• [Rows from a dataset]
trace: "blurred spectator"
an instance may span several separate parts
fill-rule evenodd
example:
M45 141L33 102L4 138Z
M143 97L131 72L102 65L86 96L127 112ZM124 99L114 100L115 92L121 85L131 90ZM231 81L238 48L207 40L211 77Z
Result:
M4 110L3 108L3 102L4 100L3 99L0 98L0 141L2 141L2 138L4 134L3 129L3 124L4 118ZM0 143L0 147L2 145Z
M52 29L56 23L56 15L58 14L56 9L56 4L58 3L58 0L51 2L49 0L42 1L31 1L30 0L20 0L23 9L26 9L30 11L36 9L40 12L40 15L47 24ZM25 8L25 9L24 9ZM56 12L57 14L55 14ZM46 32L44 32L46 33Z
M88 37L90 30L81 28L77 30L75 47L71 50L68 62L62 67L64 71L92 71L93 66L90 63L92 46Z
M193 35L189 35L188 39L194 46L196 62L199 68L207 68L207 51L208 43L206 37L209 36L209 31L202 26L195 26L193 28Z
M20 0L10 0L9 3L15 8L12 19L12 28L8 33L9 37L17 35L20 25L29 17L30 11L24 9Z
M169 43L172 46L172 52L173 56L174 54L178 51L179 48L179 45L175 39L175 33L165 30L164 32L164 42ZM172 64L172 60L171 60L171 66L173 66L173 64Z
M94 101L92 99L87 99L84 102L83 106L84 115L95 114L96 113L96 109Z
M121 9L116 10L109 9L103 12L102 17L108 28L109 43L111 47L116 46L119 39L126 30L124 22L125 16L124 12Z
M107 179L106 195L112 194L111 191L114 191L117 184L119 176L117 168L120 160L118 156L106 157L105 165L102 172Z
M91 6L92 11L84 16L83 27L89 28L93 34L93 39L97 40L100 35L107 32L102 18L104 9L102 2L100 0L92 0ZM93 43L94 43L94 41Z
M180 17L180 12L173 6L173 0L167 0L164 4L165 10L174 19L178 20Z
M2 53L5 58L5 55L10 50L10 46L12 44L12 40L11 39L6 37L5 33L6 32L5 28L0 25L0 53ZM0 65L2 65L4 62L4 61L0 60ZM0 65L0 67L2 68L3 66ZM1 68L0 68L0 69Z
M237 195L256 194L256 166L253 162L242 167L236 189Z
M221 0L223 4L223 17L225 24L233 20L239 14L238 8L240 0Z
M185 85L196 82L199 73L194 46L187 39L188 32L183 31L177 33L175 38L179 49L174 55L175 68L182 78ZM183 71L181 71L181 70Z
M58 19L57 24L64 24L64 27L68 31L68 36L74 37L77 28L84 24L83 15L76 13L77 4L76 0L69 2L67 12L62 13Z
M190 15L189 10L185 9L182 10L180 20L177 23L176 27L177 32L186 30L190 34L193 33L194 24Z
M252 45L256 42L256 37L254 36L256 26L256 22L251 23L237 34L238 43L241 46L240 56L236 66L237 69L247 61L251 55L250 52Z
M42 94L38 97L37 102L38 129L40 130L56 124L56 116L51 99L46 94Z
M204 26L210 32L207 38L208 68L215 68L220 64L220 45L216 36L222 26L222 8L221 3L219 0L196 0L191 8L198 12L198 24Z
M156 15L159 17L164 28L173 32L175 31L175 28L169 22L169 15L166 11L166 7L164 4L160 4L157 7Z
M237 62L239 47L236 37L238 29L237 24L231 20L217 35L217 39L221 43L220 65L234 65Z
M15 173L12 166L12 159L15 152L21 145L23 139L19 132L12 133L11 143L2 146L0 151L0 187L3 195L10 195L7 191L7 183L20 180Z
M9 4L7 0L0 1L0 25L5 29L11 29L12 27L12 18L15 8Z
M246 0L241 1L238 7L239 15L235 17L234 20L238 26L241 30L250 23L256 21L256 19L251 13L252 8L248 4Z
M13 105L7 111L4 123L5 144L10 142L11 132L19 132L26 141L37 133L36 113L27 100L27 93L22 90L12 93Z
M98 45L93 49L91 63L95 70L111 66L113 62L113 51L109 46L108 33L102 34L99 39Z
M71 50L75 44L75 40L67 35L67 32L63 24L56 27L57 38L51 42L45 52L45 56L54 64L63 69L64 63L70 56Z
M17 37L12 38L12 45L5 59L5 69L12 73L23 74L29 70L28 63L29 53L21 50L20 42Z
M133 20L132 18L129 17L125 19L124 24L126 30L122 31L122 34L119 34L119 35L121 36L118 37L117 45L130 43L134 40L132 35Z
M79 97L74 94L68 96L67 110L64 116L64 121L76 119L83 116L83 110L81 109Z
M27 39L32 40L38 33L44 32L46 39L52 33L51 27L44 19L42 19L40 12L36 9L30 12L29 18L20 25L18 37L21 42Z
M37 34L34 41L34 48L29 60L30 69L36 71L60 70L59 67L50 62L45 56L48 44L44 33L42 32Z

• [YOUR OBJECTIVE] Please copy every one of the items above verbatim.

• [RESPONSE TO THIS TASK]
trace: "blurred spectator"
an instance may span several separate parts
fill-rule evenodd
example:
M45 141L33 102L4 138Z
M143 97L131 72L102 65L86 96L127 112ZM124 99L114 100L115 92L121 85L131 90ZM231 81L238 48L207 40L211 77Z
Result:
M4 110L3 108L3 102L4 100L3 99L0 98L0 141L2 141L2 138L4 134L3 129L3 124L4 118ZM0 143L0 147L2 145Z
M52 29L56 23L56 15L58 14L56 9L56 4L58 3L58 0L51 2L49 0L42 1L31 1L30 0L20 0L23 9L26 9L30 11L36 9L40 12L40 15L47 24ZM25 8L25 9L24 9ZM56 12L57 14L55 14ZM46 32L44 32L46 33Z
M88 37L90 30L81 28L77 30L75 47L71 50L68 62L62 67L64 71L92 71L93 66L90 63L92 46Z
M193 35L189 35L188 39L194 46L196 62L199 68L207 68L207 51L208 43L206 37L209 36L209 31L202 26L195 26L193 28Z
M20 0L10 0L9 3L15 8L12 19L12 28L8 33L9 37L17 35L20 25L29 17L30 11L24 9Z
M169 43L172 46L172 52L173 56L174 54L178 51L179 48L179 45L175 39L175 33L165 30L164 32L164 42ZM172 64L172 60L171 60L171 66L173 66L173 64Z
M94 101L92 99L87 99L84 102L83 106L84 115L95 114L96 113L96 109Z
M121 9L116 10L109 9L103 12L102 17L108 28L109 43L111 47L116 46L119 39L126 30L124 22L125 16L124 12Z
M107 179L106 195L112 194L111 191L114 191L117 184L119 176L117 168L120 160L118 156L106 157L105 165L102 172Z
M91 6L92 11L84 16L83 27L89 28L93 34L93 39L97 40L100 35L107 32L102 18L104 9L102 2L100 0L92 0ZM93 43L94 43L94 41Z
M180 17L180 12L173 6L173 0L167 0L164 4L165 10L174 19L178 20Z
M2 53L5 58L5 55L10 50L10 46L12 44L12 40L11 39L6 37L5 33L6 32L5 28L0 25L0 53ZM0 65L2 65L4 62L4 61L0 60ZM0 65L0 67L2 68L3 66ZM1 68L0 68L0 69Z
M237 195L256 194L256 166L253 162L242 167L236 189Z
M221 0L223 4L223 17L225 24L233 20L239 14L238 8L240 0Z
M185 85L196 82L199 73L194 46L187 39L188 32L183 31L177 33L175 38L179 49L174 55L175 68L182 78ZM183 71L181 71L181 70Z
M58 19L57 24L64 24L64 27L68 31L68 36L74 37L77 28L84 24L83 15L76 13L77 4L76 0L69 2L67 12L62 13Z
M190 15L189 10L185 9L182 10L180 20L177 23L176 27L177 32L186 30L190 34L193 33L194 24Z
M252 45L256 42L256 37L254 36L256 26L256 22L251 23L237 34L238 43L241 46L240 56L236 66L237 69L247 61L251 55L250 52Z
M42 94L38 97L37 102L38 129L40 130L56 124L56 116L51 99L46 94Z
M204 26L210 32L207 38L208 68L215 68L220 64L220 45L216 36L222 26L222 8L221 3L219 0L196 0L191 8L198 12L198 24Z
M156 15L159 17L164 28L173 32L175 31L175 28L169 22L169 15L166 11L166 7L164 4L160 4L157 7Z
M237 62L239 47L236 37L238 29L237 24L231 20L217 35L217 39L221 43L220 65L234 65Z
M15 173L12 166L12 159L15 152L21 145L23 139L19 132L12 133L11 143L2 146L0 151L0 187L3 195L10 195L7 191L7 183L20 180Z
M9 4L7 0L0 1L0 25L5 29L11 29L12 27L12 18L15 8Z
M246 0L241 1L238 7L239 15L235 17L234 20L238 26L241 30L250 23L256 21L256 19L251 13L252 8L248 4Z
M13 105L7 111L4 123L5 144L10 142L11 132L19 132L26 141L37 133L36 113L27 100L27 93L22 90L12 93Z
M98 45L93 49L91 63L95 70L111 66L113 62L113 51L109 46L108 33L102 34L99 39Z
M71 50L75 44L75 40L67 35L67 32L63 24L56 27L57 38L51 42L45 52L45 56L54 64L63 69L64 63L70 56Z
M17 37L12 38L12 45L5 59L5 69L12 73L23 74L29 70L28 63L29 53L21 50L20 42Z
M133 20L132 18L129 17L125 19L124 24L126 30L122 31L122 34L119 34L119 35L121 36L118 37L117 45L130 43L134 40L132 35Z
M79 97L74 94L68 96L67 110L64 116L64 121L76 119L83 116L83 110L81 109Z
M27 39L32 40L38 33L44 32L46 39L52 33L51 27L44 19L42 19L40 12L36 9L30 12L29 18L20 25L18 37L21 42Z
M37 34L34 41L34 48L29 60L30 69L36 71L60 70L59 67L50 62L45 56L48 44L44 33L42 32Z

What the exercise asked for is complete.